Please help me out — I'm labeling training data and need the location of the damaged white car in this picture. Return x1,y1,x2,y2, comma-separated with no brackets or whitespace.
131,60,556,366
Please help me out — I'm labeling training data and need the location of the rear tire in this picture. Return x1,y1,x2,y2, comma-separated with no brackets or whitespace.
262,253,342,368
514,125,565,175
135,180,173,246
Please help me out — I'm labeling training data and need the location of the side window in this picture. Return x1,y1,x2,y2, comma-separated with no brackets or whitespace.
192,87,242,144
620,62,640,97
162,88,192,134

---

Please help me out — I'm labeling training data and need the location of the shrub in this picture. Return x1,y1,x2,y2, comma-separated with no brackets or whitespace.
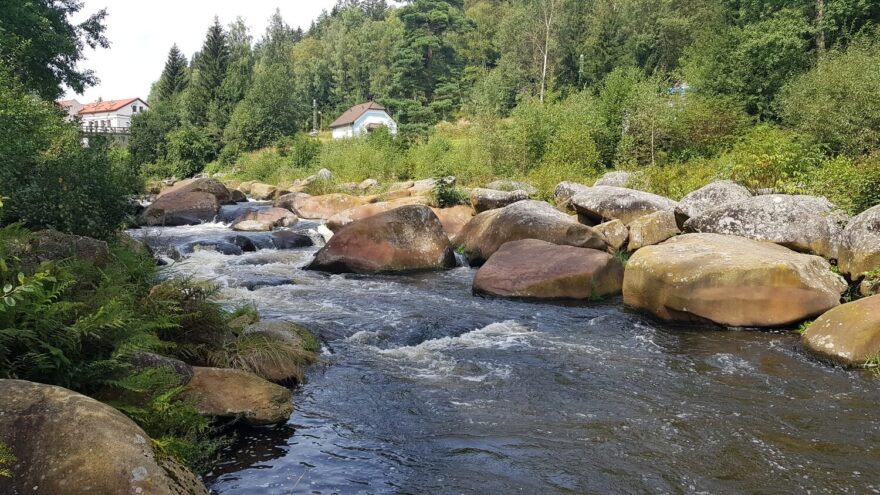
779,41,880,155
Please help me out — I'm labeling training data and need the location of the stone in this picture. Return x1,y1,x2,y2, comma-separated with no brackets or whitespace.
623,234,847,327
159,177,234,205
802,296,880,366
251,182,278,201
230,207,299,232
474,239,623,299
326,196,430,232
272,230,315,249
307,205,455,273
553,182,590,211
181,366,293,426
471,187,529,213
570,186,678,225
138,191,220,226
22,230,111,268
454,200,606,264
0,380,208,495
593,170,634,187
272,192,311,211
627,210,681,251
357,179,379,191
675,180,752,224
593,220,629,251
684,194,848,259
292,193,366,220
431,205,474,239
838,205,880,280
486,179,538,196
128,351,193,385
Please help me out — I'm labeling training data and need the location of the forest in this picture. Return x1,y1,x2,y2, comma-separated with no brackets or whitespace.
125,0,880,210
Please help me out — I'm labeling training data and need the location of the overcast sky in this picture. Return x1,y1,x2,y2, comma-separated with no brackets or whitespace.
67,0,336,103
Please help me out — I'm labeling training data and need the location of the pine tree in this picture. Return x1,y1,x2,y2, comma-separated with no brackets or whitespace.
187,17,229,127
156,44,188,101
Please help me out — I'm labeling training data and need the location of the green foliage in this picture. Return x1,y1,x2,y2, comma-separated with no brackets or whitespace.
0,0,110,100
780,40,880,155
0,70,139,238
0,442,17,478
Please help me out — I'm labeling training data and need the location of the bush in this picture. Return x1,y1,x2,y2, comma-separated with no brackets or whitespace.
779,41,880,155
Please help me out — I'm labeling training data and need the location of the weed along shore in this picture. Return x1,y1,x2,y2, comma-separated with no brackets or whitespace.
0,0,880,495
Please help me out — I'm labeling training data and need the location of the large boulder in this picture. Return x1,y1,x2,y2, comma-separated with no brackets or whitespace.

...

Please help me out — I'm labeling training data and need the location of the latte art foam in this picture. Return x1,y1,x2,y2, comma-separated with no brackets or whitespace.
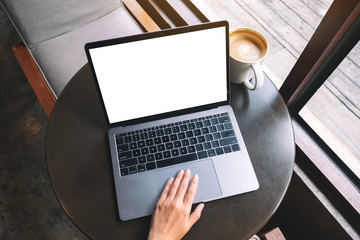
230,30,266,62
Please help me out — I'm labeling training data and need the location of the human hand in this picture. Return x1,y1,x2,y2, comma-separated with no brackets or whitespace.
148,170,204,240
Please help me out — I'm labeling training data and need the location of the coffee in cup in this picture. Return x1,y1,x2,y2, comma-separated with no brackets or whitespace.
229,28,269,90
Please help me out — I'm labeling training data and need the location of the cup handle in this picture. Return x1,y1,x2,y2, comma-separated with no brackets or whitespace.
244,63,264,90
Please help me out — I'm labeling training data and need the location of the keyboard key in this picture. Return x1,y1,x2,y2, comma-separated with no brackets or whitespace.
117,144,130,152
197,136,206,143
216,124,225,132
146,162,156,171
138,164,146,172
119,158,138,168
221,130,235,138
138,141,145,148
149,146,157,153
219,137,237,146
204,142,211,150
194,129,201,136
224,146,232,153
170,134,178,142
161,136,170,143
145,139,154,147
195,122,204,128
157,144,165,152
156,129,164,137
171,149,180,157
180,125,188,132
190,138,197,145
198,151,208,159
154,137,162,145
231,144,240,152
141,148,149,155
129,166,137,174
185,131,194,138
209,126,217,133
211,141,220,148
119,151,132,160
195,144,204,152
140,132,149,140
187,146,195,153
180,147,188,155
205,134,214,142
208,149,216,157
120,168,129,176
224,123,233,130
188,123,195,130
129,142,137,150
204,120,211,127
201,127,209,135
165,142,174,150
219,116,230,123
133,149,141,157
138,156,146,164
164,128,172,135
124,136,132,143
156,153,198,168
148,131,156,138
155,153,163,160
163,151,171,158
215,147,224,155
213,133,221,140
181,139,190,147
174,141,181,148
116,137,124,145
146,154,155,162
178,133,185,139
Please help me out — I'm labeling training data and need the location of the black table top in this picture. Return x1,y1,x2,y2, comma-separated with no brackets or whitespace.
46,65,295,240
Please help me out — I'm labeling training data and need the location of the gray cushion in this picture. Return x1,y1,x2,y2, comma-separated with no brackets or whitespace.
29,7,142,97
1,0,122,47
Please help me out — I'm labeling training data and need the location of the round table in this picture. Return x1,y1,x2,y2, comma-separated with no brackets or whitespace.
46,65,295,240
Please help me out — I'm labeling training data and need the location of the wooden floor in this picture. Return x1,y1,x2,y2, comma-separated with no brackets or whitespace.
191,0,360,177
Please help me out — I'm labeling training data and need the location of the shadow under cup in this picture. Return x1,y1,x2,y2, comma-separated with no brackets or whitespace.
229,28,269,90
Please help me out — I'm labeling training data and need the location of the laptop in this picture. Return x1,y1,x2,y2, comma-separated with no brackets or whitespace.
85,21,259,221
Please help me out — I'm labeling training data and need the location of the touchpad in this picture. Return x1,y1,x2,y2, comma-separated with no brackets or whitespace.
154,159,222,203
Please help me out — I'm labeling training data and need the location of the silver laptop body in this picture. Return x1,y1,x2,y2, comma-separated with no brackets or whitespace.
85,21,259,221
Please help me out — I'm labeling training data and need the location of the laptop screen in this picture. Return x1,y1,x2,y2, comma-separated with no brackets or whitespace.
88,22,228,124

■ **What you have to do**
Pick out every row above that contains the word "laptop", and copy each of those rows in full.

■ **Full solution**
Please help me out — I'm labeling training data and need the location of the laptop in this picture. Return x1,y1,x2,y2, comma-separated with no brackets or whitespace.
Please help me out — I'm labeling training data and need the location of the silver laptop body in this picture. Return x1,y1,x2,y2, comma-separated with no brackets or whitespace.
Please help me out — I'm labeling training data and need the location of the laptop screen in this picture. Return x1,y1,x2,y2, comma-separated with no brackets or whitespace.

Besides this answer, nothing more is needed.